**INSTRUCTIONS FOR THE TASK:**
Return every line from the records below with the string "Target".

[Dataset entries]

--- START ---

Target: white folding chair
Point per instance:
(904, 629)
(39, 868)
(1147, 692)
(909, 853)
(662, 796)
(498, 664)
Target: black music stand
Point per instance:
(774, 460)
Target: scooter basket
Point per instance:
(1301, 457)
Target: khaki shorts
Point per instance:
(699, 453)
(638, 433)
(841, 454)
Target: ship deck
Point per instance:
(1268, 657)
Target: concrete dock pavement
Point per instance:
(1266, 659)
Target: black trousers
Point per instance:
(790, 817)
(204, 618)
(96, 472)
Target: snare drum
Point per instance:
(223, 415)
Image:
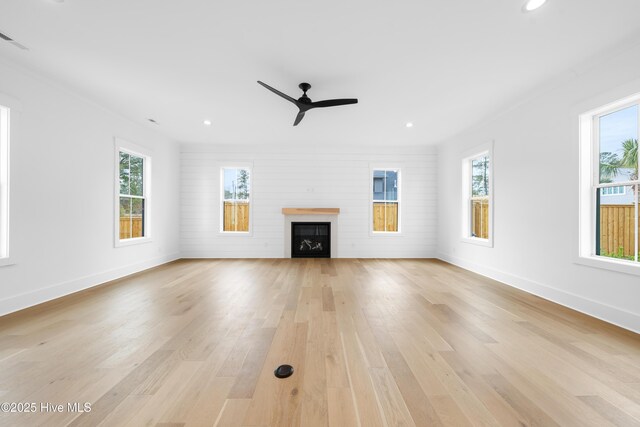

--- END ---

**SOLUTION:**
Target: white folding chair
Target: black music stand
Target: scooter basket
Target: khaki shorts
Target: ship deck
Target: concrete dock pavement
Target: black trousers
Target: snare drum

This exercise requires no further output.